▶ [Document extract]:
• • • •

One of the tragedies of this most current era of globalization is the degree to which exploitation remains hidden from those who benefit from it. In the late 19th and early 20th centuries, exploited workers often lived in close proximity to the middle and upper classes who accumulated wealth from their labor. The exploitation of industrial workers was visible to those who lived in urban centers, and the labor unrest that arose from exploitation had an immediate impact on the society as a whole. However, in the early 21st century, the exploited often live thousands of mile away, and their suffering is easily obscured by the slick packaging of the culture industry and the gadgets we fetishize. Over the past few days, we in the West have been given little glimpses into the darker side of globalization, such as the rash of suicides at a Chinese plant that manufactures iphones and Motorola gadgets and the sparks of labor organizing at a Honda manufacturing facility in China, but the sad truth is that these glimpses disappear beneath the veil of consumerism and consumption… the veil of gadgetry and technology… the veil of ideology.

The critical issue for a left politics in the early 21st century is how do you make the real costs of an iphone visible?

The suicides at the vast Foxconn plant in Shenzhen ought to shake outsiders. They ought to make them wonder about the human cost to the 420,000 workers who make those nifty iPhones and iPads which so delight savvy westerners. Workers sleep in corporate dormitories, where an ever-shifting population of migrants makes it hard to form friendships, let alone relationships. The basic pay is $130 a month and overtime is essential. Most work 12 hours a day under the eyes of a fanatical management. One man killed himself after supervisors allegedly tore into him for losing a prototype iPhone.

• • • •

▶ [Supplied data]:
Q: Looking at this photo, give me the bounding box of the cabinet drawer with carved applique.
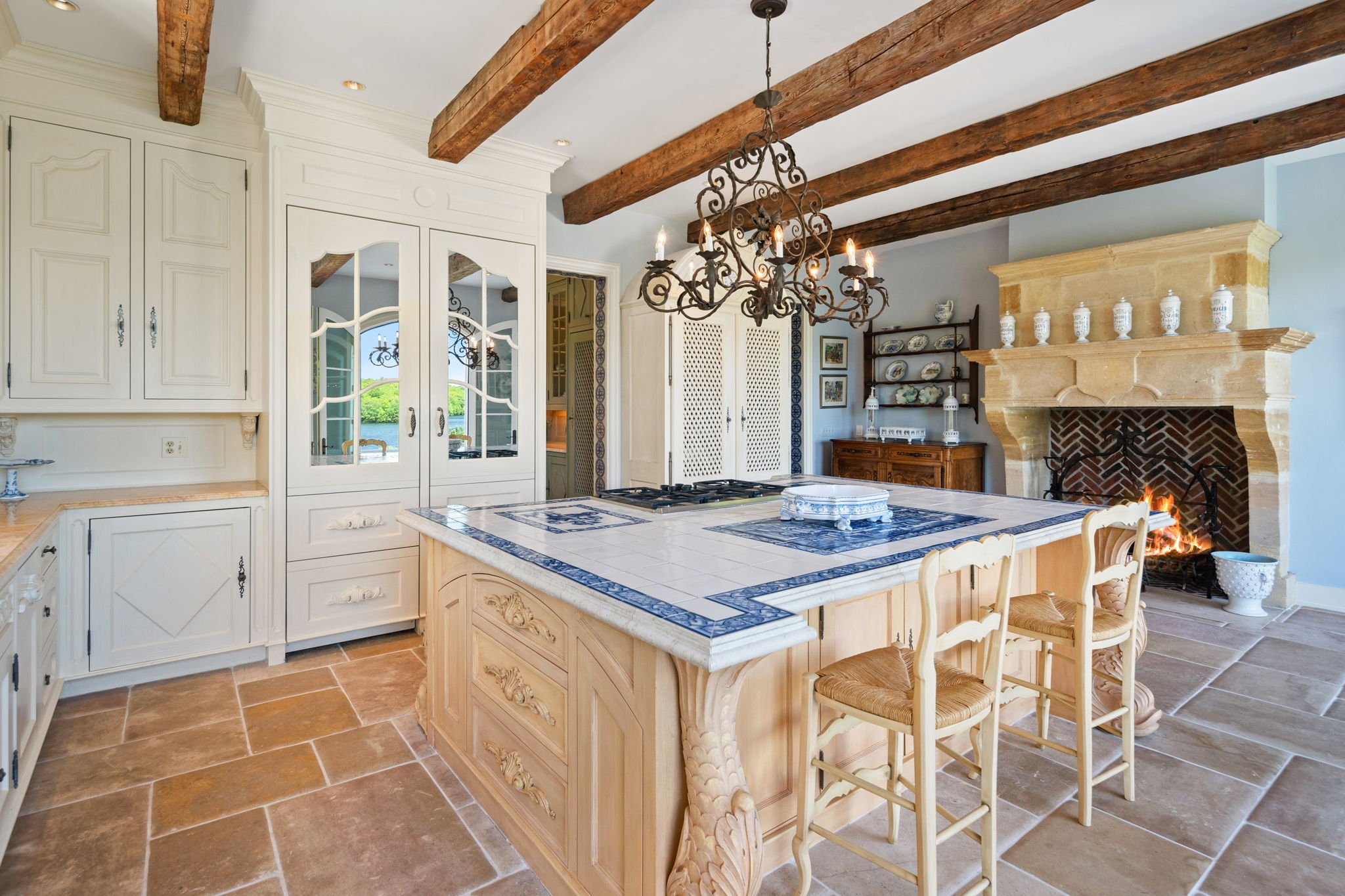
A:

• • • •

▶ [Challenge A]:
Answer these questions from the globalization excerpt:
(i) Workers at which company's manufacturing facility in China showed sparks of labor organizing?
(ii) In what city is the Foxconn plant?
(iii) What is the basic monthly pay for workers there?
▶ [Challenge B]: Please print the passage of the globalization excerpt that begins at the words "The critical issue" and stops after "a prototype iPhone.".
The listing has no connection to the text.

▶ [Correct response A]:
(i) Honda
(ii) Shenzhen
(iii) $130

▶ [Correct response B]:
The critical issue for a left politics in the early 21st century is how do you make the real costs of an iphone visible?

The suicides at the vast Foxconn plant in Shenzhen ought to shake outsiders. They ought to make them wonder about the human cost to the 420,000 workers who make those nifty iPhones and iPads which so delight savvy westerners. Workers sleep in corporate dormitories, where an ever-shifting population of migrants makes it hard to form friendships, let alone relationships. The basic pay is $130 a month and overtime is essential. Most work 12 hours a day under the eyes of a fanatical management. One man killed himself after supervisors allegedly tore into him for losing a prototype iPhone.